:: EXTRACTED RECORDS

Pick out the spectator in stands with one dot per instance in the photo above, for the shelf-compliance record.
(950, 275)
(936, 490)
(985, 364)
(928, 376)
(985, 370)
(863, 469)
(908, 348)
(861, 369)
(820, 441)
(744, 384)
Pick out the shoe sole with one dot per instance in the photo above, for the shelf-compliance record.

::::

Gather every line of the records above that contains the string "with", and list those lines in their original order.

[COMPLETE RESPONSE]
Pick out the spectator in stands with one dot per instance in the photo above, for the shelf-compliance record.
Pick out the shoe sole with one dot per instance in the photo above, for the shelf-compliance record.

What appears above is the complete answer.